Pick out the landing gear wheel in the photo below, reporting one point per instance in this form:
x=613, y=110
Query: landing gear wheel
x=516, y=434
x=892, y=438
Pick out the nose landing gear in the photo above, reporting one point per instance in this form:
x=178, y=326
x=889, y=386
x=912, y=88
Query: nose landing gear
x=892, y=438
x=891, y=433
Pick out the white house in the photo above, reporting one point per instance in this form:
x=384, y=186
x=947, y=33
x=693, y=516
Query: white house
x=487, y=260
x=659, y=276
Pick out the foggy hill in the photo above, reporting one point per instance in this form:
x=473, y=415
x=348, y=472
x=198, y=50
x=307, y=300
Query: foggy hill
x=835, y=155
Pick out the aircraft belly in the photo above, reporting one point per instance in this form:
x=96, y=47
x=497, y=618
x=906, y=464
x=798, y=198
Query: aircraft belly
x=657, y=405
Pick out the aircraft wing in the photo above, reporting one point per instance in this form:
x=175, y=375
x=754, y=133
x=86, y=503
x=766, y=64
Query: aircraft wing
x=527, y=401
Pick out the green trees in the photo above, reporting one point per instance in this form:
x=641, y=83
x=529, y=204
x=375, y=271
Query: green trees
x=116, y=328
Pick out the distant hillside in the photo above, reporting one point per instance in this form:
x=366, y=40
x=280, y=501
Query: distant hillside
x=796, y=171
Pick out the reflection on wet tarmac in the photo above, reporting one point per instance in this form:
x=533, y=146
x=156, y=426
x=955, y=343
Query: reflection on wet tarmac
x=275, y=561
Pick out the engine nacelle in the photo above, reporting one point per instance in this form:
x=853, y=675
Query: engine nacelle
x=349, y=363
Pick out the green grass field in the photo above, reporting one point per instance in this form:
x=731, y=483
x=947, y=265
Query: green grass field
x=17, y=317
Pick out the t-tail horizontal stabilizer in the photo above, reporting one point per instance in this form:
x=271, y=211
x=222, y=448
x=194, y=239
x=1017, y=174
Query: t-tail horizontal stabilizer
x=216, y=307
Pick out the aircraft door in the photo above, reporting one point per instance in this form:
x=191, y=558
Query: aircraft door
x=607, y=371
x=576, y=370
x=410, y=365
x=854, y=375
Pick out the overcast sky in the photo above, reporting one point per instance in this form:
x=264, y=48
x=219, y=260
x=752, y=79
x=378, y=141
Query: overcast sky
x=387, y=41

• • • • • • •

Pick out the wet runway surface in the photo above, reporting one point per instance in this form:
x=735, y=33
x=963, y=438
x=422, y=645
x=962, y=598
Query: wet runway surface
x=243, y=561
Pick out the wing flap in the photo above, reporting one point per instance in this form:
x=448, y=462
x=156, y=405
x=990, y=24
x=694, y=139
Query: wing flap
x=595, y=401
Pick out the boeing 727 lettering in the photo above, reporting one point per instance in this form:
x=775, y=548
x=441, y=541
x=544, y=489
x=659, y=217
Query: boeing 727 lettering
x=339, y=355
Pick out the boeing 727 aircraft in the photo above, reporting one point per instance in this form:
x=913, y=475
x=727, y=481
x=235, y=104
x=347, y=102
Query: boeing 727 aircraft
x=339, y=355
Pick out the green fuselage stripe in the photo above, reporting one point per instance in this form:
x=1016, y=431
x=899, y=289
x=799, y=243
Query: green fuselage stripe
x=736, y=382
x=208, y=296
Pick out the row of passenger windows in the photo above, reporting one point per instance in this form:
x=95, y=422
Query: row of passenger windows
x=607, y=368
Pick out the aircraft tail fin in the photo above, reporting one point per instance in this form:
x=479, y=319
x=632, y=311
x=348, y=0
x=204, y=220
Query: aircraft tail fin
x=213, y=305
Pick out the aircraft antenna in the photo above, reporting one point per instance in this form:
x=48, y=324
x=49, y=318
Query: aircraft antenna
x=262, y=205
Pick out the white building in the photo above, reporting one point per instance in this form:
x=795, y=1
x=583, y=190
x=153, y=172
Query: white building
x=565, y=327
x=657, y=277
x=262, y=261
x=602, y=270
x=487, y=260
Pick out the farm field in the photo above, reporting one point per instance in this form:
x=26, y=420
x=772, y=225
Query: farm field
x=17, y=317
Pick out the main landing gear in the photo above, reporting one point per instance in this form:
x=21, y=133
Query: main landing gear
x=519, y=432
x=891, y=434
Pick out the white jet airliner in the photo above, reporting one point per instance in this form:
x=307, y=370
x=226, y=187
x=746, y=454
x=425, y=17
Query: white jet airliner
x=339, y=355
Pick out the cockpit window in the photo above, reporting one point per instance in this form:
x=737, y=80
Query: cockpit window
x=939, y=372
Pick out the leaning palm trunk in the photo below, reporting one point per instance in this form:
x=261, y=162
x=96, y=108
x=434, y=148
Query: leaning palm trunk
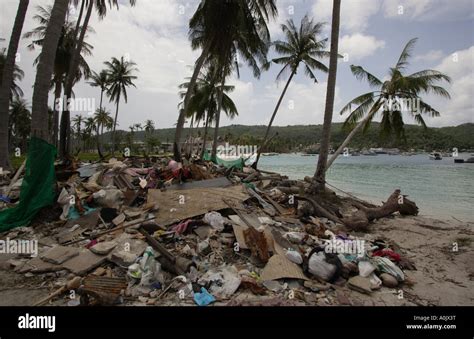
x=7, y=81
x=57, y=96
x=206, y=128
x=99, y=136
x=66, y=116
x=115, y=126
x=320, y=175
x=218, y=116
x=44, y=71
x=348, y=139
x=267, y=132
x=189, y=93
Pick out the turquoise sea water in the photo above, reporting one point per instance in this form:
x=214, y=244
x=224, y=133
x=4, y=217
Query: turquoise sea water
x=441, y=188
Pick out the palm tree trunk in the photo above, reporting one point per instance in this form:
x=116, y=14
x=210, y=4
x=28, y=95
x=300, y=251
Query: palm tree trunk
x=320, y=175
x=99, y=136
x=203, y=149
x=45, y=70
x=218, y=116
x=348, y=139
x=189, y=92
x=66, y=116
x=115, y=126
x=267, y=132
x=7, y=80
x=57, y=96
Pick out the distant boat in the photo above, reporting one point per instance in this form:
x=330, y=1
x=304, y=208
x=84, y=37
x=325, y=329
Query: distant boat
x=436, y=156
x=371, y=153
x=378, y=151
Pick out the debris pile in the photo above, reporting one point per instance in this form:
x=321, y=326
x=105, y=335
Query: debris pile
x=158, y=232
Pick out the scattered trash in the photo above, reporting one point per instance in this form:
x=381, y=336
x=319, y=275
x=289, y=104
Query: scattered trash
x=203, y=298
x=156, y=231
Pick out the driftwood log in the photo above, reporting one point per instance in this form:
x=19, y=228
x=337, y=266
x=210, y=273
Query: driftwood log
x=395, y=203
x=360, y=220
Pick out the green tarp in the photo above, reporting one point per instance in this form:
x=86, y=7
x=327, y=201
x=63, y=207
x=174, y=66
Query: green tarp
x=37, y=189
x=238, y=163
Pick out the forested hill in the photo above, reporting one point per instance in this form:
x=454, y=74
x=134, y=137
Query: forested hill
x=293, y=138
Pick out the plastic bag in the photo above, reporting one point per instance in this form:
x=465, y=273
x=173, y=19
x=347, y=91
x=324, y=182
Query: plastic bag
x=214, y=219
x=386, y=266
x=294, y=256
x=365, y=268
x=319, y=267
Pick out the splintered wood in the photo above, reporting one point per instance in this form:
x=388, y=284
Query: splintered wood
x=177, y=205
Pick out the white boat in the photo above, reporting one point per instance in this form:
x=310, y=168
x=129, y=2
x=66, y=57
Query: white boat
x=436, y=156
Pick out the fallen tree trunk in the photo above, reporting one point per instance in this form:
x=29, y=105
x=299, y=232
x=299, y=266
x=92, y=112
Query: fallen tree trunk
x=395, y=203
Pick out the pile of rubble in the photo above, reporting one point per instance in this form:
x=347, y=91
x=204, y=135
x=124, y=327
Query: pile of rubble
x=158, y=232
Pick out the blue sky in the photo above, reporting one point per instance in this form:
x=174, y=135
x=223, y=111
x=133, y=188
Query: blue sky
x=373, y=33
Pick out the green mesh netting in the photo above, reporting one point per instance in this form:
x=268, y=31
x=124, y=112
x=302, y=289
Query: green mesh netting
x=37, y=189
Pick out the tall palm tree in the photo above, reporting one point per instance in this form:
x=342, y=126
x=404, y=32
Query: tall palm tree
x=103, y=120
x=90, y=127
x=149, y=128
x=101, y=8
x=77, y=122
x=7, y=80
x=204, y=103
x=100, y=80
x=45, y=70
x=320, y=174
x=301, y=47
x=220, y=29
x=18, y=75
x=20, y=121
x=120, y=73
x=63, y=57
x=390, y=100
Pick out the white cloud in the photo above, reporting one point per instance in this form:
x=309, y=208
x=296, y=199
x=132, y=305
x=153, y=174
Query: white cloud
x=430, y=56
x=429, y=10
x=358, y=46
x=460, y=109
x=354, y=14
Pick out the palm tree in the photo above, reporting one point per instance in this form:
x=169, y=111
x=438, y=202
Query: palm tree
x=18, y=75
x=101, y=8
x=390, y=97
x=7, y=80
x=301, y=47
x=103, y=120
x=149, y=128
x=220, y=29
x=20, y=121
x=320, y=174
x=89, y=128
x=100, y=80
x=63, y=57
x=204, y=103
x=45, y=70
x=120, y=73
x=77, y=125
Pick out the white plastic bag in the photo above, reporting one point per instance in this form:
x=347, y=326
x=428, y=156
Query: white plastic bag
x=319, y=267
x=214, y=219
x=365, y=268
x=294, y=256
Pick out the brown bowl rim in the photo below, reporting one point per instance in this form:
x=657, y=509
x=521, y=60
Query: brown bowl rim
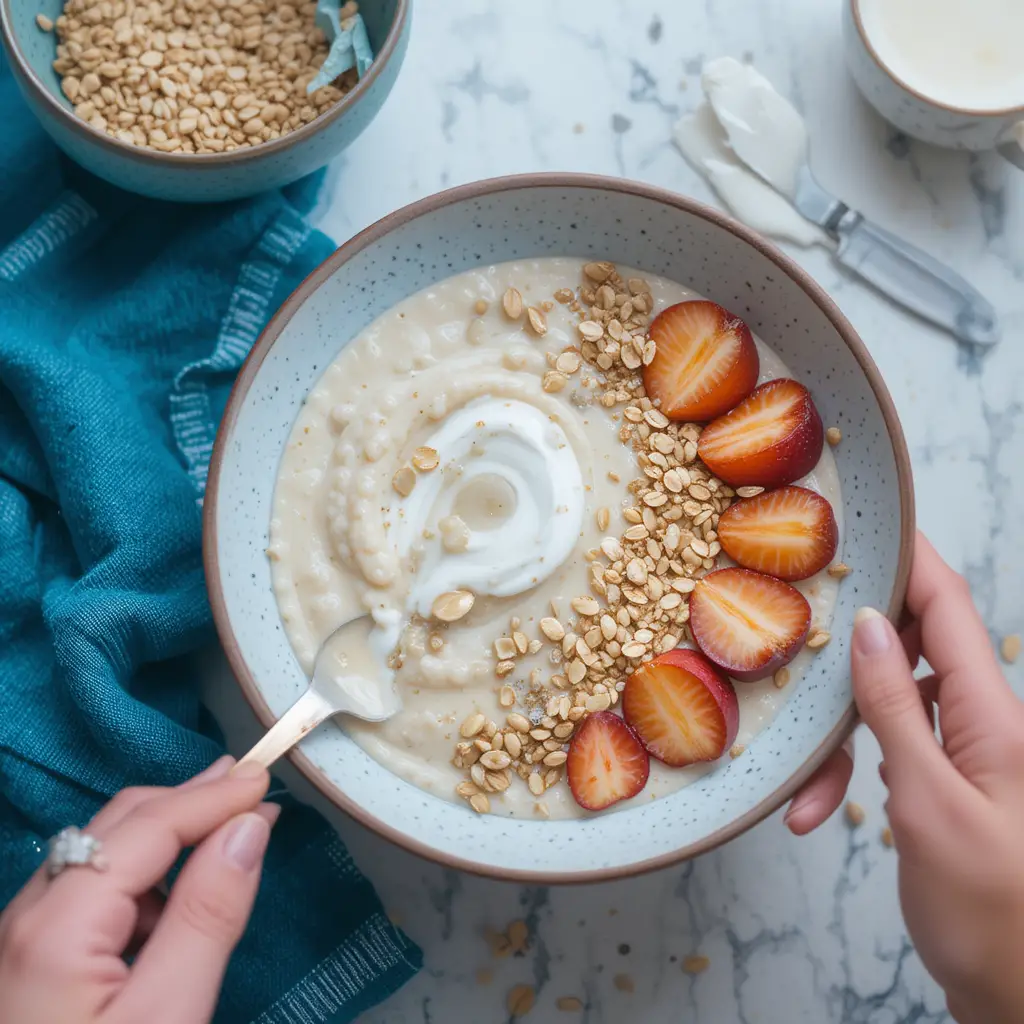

• • • • • • •

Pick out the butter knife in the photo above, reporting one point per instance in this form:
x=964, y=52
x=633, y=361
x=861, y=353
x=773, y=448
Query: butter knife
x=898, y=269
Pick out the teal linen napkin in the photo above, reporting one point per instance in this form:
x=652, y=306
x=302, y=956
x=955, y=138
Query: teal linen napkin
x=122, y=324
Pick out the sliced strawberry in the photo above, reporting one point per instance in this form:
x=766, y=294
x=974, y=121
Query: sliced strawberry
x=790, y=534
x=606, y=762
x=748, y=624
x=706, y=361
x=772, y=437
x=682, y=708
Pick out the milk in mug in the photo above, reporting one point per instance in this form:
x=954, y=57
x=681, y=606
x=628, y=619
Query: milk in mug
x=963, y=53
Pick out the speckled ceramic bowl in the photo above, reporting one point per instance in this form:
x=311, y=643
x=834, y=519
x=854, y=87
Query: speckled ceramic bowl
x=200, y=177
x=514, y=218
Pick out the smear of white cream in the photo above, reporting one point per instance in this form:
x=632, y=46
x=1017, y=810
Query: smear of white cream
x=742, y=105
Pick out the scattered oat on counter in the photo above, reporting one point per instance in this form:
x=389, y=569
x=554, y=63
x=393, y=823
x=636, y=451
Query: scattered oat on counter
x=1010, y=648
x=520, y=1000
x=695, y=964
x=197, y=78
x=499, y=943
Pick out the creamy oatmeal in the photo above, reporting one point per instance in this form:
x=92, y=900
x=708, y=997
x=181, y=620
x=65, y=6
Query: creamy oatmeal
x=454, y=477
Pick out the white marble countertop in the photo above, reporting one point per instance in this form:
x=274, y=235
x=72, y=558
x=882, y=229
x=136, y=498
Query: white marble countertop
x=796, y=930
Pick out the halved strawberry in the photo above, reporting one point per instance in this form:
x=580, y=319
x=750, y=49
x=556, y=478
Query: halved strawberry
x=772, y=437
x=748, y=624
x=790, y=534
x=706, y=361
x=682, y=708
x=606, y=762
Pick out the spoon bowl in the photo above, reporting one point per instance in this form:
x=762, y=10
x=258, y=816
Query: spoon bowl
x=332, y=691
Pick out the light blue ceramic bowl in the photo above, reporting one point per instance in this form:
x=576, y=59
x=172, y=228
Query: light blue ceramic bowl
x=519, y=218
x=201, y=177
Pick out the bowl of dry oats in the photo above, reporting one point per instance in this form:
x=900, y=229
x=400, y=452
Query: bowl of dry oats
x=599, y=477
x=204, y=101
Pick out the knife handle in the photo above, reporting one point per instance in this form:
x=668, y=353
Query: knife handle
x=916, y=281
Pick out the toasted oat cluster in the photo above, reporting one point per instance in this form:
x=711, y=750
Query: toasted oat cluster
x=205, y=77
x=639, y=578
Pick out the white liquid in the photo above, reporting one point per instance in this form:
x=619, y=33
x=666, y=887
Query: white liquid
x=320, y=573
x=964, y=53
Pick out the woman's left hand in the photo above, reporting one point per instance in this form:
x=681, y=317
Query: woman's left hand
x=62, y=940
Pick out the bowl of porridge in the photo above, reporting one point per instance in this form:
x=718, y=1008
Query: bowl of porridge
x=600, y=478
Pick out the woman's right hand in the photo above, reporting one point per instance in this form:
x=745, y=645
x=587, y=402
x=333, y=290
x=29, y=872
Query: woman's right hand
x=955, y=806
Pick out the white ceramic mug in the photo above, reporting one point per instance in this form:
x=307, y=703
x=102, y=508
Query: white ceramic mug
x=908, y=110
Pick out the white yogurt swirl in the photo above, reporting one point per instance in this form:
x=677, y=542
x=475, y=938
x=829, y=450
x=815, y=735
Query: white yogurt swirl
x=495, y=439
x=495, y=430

• • • • • • •

Copy out the lines starting at the one containing "Pick out the white yogurt" and ending at the one containing "x=495, y=430", both included.

The response:
Pick out the white yogurt swirl in the photo above, reporting one point per instance in this form:
x=677, y=542
x=475, y=938
x=829, y=450
x=815, y=735
Query: white yogurt swirl
x=495, y=439
x=495, y=430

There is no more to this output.